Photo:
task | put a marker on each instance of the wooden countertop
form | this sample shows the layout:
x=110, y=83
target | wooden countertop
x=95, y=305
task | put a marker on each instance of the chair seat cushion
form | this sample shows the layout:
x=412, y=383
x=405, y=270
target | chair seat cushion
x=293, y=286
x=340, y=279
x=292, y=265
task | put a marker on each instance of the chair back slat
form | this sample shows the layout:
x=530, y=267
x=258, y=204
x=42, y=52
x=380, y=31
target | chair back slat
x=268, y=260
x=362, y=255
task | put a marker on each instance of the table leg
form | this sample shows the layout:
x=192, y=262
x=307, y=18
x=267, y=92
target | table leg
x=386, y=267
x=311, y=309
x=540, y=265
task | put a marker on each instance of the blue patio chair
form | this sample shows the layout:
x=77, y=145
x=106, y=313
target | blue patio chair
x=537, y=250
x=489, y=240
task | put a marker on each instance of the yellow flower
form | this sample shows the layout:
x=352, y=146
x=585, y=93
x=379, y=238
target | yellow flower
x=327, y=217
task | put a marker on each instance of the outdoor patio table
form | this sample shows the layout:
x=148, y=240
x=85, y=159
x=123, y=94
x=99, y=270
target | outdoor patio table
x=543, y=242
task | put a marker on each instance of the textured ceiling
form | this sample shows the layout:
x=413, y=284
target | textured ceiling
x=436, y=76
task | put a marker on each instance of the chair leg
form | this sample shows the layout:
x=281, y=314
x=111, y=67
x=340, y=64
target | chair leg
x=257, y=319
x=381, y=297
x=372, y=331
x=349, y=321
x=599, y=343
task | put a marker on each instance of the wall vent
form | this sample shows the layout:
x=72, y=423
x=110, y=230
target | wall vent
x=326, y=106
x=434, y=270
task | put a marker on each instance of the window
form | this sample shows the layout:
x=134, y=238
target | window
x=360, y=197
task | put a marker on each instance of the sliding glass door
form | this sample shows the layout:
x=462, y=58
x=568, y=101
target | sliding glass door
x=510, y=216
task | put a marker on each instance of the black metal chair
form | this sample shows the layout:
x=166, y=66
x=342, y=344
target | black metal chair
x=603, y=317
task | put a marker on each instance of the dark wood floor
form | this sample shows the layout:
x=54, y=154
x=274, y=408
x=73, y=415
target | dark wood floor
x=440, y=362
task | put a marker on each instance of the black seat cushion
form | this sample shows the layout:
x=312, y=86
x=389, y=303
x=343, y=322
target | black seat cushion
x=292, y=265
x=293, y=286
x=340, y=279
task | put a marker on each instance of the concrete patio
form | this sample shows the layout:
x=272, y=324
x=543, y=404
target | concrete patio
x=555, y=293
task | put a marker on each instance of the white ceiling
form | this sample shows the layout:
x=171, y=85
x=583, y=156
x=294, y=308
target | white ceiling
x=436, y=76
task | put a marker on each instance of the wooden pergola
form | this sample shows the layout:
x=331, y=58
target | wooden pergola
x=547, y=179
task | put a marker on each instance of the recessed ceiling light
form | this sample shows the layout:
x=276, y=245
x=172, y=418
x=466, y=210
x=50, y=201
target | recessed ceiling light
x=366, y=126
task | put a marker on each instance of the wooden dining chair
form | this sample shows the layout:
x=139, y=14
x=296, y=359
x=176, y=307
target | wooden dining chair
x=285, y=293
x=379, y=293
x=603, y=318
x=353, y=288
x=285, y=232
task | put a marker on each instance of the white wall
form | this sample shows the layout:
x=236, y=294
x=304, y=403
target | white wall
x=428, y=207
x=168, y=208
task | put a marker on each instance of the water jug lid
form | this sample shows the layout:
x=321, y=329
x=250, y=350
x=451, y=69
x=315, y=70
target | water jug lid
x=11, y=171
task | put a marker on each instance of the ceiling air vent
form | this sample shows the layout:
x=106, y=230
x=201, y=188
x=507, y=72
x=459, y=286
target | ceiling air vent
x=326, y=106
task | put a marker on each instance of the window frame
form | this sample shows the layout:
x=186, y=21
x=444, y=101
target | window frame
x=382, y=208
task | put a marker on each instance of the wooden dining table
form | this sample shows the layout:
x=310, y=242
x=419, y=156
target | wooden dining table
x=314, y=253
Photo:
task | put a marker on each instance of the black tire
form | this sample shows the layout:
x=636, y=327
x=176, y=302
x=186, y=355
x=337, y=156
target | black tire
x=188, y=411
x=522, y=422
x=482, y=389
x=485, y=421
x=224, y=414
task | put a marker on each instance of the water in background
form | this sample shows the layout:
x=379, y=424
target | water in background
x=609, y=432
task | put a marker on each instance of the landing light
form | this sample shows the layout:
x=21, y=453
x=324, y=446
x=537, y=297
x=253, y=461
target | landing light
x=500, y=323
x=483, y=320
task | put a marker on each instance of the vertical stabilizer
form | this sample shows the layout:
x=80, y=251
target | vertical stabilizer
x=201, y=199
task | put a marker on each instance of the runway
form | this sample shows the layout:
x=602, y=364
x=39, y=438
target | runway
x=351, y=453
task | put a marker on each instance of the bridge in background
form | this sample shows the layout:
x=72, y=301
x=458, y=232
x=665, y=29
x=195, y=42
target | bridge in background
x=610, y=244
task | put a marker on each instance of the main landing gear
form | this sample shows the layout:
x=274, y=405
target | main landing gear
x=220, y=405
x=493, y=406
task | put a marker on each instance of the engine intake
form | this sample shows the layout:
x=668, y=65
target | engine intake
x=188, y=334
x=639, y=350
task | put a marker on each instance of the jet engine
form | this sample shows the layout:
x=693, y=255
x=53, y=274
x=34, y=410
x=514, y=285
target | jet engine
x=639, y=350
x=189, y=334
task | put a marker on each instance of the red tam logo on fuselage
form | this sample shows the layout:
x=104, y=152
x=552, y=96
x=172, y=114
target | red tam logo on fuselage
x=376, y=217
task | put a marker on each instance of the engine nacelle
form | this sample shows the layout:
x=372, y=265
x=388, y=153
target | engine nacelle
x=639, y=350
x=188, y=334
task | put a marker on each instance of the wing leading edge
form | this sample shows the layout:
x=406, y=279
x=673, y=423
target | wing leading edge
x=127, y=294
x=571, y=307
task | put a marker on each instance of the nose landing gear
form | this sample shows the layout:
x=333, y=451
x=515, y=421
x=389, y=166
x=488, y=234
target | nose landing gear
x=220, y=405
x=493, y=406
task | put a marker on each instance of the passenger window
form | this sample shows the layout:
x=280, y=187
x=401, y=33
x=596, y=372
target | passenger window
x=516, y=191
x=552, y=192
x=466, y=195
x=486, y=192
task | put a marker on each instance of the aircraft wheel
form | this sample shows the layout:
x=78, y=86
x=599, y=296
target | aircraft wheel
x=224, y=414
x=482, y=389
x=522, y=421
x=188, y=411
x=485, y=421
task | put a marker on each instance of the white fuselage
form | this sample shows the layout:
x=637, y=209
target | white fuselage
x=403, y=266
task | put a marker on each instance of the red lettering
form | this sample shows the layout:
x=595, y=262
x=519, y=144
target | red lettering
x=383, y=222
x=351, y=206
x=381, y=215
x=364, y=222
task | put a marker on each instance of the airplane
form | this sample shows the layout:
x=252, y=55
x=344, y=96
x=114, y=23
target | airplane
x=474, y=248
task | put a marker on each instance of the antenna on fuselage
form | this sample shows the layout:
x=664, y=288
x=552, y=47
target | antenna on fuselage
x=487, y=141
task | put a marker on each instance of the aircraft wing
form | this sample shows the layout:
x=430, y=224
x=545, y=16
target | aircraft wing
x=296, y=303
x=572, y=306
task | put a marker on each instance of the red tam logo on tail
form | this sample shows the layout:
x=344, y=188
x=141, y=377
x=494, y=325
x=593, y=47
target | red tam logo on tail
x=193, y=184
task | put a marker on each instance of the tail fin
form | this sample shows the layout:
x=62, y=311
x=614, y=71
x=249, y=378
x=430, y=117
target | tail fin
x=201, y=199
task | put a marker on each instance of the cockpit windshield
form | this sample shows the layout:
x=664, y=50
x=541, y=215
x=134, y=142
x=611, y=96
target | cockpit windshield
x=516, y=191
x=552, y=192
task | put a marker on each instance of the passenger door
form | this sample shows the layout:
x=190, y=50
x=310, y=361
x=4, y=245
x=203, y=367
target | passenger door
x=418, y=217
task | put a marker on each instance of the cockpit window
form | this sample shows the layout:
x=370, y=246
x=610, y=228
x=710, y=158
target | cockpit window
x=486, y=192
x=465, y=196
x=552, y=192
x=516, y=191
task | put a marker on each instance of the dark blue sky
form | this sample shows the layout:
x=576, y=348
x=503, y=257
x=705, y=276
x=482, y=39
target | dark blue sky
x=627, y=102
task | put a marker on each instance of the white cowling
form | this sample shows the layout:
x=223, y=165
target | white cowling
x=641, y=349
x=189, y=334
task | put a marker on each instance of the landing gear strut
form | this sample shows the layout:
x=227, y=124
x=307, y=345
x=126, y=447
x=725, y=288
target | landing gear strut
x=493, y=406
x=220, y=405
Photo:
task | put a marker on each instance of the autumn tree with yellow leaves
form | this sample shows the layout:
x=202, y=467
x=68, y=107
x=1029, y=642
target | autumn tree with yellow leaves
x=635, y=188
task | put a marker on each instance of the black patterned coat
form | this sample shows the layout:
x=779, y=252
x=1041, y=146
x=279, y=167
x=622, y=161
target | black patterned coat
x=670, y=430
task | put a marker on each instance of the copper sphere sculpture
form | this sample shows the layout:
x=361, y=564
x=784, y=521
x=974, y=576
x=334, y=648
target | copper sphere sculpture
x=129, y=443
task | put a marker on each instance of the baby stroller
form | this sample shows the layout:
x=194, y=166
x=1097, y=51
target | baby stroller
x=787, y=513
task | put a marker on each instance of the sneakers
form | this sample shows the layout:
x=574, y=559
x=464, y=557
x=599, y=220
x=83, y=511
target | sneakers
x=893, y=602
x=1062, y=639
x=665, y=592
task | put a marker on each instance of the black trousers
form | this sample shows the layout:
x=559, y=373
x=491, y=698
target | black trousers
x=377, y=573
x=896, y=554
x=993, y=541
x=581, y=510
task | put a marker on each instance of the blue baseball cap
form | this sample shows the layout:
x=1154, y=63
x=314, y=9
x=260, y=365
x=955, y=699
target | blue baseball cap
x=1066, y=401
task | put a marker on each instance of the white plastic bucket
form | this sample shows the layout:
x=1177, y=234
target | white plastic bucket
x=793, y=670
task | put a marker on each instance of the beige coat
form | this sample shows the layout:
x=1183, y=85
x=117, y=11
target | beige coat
------
WHAT IS REQUIRED:
Please repeat the lines above word for word, from the first line through the line with "x=360, y=197", both of those included.

ANSWER:
Photo:
task | put a marker on each instance of the wooden countertop
form | this sample shows the layout:
x=110, y=83
target | wooden countertop
x=95, y=305
task | put a marker on each instance of the chair seat cushion
form | this sample shows the layout:
x=412, y=383
x=405, y=270
target | chair seat cushion
x=293, y=286
x=340, y=279
x=292, y=265
task | put a marker on each instance of the chair back slat
form | this sample shows the layout:
x=530, y=267
x=258, y=204
x=42, y=52
x=380, y=31
target | chair back slat
x=268, y=260
x=362, y=255
task | put a marker on each instance of the table leg
form | this sample shows the layout:
x=192, y=262
x=307, y=18
x=267, y=92
target | table leg
x=386, y=267
x=311, y=309
x=540, y=265
task | put a marker on each instance of the blue patio chair
form | this sample shows the layout:
x=77, y=145
x=106, y=313
target | blue patio chair
x=537, y=250
x=489, y=240
task | put a marker on each instance of the yellow flower
form | this sample shows the layout:
x=352, y=146
x=585, y=93
x=379, y=238
target | yellow flower
x=327, y=217
task | put a marker on each instance of the outdoor patio table
form | this sample shows the layout:
x=148, y=240
x=85, y=159
x=123, y=94
x=99, y=270
target | outdoor patio table
x=543, y=242
task | put a marker on each instance of the textured ceiling
form | this sample shows the layout:
x=413, y=284
target | textured ceiling
x=436, y=76
task | put a marker on each instance of the chair leg
form | this sample shows the layout:
x=281, y=314
x=111, y=67
x=340, y=64
target | chair leg
x=257, y=319
x=381, y=297
x=372, y=331
x=349, y=321
x=599, y=343
task | put a marker on each instance of the wall vent
form | this sample shows the layout:
x=72, y=423
x=110, y=230
target | wall vent
x=326, y=106
x=434, y=270
task | put a marker on each instance of the window
form | this sample shows the layout:
x=134, y=238
target | window
x=360, y=197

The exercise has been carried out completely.